----- Supplied material
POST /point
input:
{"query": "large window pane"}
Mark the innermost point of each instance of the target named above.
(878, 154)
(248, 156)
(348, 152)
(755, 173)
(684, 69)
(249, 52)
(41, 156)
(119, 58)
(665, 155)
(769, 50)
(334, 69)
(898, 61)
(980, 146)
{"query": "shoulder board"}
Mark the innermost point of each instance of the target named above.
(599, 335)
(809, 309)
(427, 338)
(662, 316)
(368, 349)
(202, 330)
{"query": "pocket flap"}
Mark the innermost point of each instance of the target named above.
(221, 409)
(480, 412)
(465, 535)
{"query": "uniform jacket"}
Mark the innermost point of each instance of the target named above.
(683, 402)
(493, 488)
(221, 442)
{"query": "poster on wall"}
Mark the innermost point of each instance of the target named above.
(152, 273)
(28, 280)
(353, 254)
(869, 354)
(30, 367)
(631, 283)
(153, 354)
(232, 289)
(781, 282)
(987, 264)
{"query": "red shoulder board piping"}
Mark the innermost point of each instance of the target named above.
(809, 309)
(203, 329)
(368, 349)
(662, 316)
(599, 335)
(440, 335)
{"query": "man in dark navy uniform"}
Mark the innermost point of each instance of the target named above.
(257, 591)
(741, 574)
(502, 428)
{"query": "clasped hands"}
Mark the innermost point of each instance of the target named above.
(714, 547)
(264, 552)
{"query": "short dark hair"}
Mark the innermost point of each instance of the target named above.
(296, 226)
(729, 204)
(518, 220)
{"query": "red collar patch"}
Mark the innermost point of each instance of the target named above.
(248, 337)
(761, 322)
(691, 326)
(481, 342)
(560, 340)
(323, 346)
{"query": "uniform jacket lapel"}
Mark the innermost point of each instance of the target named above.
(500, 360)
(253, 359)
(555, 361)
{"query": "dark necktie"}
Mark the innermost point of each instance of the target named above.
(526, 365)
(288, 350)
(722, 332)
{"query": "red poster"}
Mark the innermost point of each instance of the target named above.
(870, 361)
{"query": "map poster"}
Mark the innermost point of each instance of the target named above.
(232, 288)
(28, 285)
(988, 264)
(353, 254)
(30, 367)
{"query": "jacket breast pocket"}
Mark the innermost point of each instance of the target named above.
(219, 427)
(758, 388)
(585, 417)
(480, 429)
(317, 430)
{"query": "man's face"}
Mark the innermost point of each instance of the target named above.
----------
For every entry in the records above, write an exact copy.

• Solved exercise:
POST /point
input:
{"query": "large window pane"}
Mark the innermost point of each instance of the target named above.
(878, 154)
(248, 156)
(348, 152)
(755, 173)
(684, 69)
(249, 52)
(41, 156)
(119, 58)
(665, 155)
(769, 50)
(334, 69)
(898, 61)
(980, 146)
{"query": "shoulder board"}
Mark the innermost point of each instance of the target named above.
(599, 335)
(809, 309)
(427, 338)
(662, 316)
(368, 349)
(202, 330)
{"query": "pocket flap"}
Mark the innermost point of each instance of the target named above.
(221, 409)
(480, 412)
(465, 535)
{"query": "uniform jacket"}
Mark the innermost point of each instance of the target named above.
(683, 402)
(493, 488)
(221, 442)
{"query": "poster on wall"}
Mark the innermost point of each instance of the target named above.
(152, 273)
(28, 280)
(353, 254)
(869, 354)
(30, 367)
(631, 283)
(153, 354)
(232, 289)
(781, 282)
(987, 264)
{"query": "red shoulder board piping"}
Mark the innermost point of each instance of the target named above.
(809, 309)
(203, 329)
(368, 349)
(662, 316)
(599, 335)
(440, 335)
{"query": "man in dark navy uniform"}
Mark the innermost point of each instance of the target named above.
(257, 591)
(741, 574)
(502, 428)
{"query": "clasped hands"}
Mark the innermost point of each instance of the target named above.
(714, 547)
(264, 552)
{"query": "short dark hair"}
Mark the innermost point of each instance of the target named above.
(296, 226)
(729, 204)
(518, 220)
{"query": "red collar patch"}
Mark the innermost point of each instance of the target named above.
(248, 337)
(761, 322)
(691, 326)
(481, 342)
(560, 340)
(323, 346)
{"query": "uniform jacket lapel"}
Mark the innermost point of each instance of the target named above.
(500, 360)
(253, 359)
(555, 361)
{"query": "dark necktie"}
Mark the innermost point of each instance of the target named above.
(526, 365)
(288, 350)
(722, 332)
{"query": "red poster"}
Mark the innermost point of each instance of the target named above.
(870, 361)
{"query": "map poster"}
Mark the innermost point of each instance of the target named above.
(232, 288)
(28, 285)
(988, 264)
(353, 254)
(30, 367)
{"query": "jacket breast pocket"}
Mark the innermost point of each instance of the target named above.
(219, 427)
(758, 388)
(585, 417)
(480, 429)
(317, 430)
{"query": "man's face"}
Mark the innermost point of each instance of the target named above.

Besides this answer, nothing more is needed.